▶ _Task item_: What follows is a set of records. Repeat every one of them exactly.

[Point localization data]

= = = =

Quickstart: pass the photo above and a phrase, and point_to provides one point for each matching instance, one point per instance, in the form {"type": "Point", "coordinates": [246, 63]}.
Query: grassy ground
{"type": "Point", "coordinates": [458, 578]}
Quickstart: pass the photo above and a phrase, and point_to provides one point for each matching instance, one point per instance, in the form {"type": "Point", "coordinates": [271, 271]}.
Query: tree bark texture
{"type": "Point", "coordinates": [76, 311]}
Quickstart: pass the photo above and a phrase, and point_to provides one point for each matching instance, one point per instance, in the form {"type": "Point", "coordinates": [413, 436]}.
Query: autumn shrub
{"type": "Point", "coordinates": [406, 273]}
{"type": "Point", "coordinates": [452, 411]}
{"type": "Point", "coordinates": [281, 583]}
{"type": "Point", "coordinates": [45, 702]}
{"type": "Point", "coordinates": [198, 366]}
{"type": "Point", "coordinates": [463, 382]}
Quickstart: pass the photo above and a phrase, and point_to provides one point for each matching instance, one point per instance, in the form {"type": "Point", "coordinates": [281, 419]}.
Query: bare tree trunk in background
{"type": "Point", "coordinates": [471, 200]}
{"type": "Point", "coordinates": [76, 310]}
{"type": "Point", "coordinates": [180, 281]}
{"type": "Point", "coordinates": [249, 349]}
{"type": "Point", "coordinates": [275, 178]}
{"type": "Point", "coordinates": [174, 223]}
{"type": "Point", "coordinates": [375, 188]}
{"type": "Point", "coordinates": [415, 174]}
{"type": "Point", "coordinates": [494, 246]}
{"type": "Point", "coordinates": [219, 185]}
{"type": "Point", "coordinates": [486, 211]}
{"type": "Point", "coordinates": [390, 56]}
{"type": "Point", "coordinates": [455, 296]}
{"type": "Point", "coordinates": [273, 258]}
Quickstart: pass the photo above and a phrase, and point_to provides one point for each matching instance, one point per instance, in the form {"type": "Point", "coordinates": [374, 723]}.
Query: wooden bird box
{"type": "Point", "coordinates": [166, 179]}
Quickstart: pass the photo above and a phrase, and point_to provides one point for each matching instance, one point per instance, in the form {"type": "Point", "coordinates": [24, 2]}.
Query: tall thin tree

= = = =

▶ _Written reply_:
Quickstart: pass the photo above and a phrase, and point_to provides one point for each matching instance, one point per instance, in the form {"type": "Point", "coordinates": [246, 63]}.
Query: grassy ground
{"type": "Point", "coordinates": [458, 578]}
Quickstart: pass the photo above and a phrase, and point_to provides one point for each matching instance, one point per instance, in the form {"type": "Point", "coordinates": [271, 271]}.
Query: tree bark texture
{"type": "Point", "coordinates": [76, 311]}
Quickstart: pass the photo above and a phrase, and point_to provides one point for each matching instance, one point per instance, in the form {"type": "Point", "coordinates": [413, 436]}.
Query: autumn shrub
{"type": "Point", "coordinates": [406, 273]}
{"type": "Point", "coordinates": [452, 411]}
{"type": "Point", "coordinates": [281, 583]}
{"type": "Point", "coordinates": [45, 702]}
{"type": "Point", "coordinates": [198, 366]}
{"type": "Point", "coordinates": [463, 382]}
Quickstart: pass the photo above and a phrase, and point_to provides one point for each matching instance, one point per instance, in the form {"type": "Point", "coordinates": [281, 419]}.
Query: bare tree trunk in background
{"type": "Point", "coordinates": [471, 200]}
{"type": "Point", "coordinates": [76, 310]}
{"type": "Point", "coordinates": [180, 281]}
{"type": "Point", "coordinates": [249, 349]}
{"type": "Point", "coordinates": [275, 178]}
{"type": "Point", "coordinates": [174, 223]}
{"type": "Point", "coordinates": [375, 188]}
{"type": "Point", "coordinates": [415, 174]}
{"type": "Point", "coordinates": [494, 246]}
{"type": "Point", "coordinates": [219, 185]}
{"type": "Point", "coordinates": [486, 211]}
{"type": "Point", "coordinates": [390, 56]}
{"type": "Point", "coordinates": [455, 296]}
{"type": "Point", "coordinates": [273, 258]}
Quickstart: pass the photo above and a phrase, and point_to provides one point for each matching instance, one point per instance, in the form {"type": "Point", "coordinates": [374, 723]}.
Query: wooden bird box
{"type": "Point", "coordinates": [166, 179]}
Quickstart: pass the photo above and a phrase, and point_to provides one point for each matching instance, one point per instance, in the form {"type": "Point", "coordinates": [24, 2]}.
Query: tall thin tree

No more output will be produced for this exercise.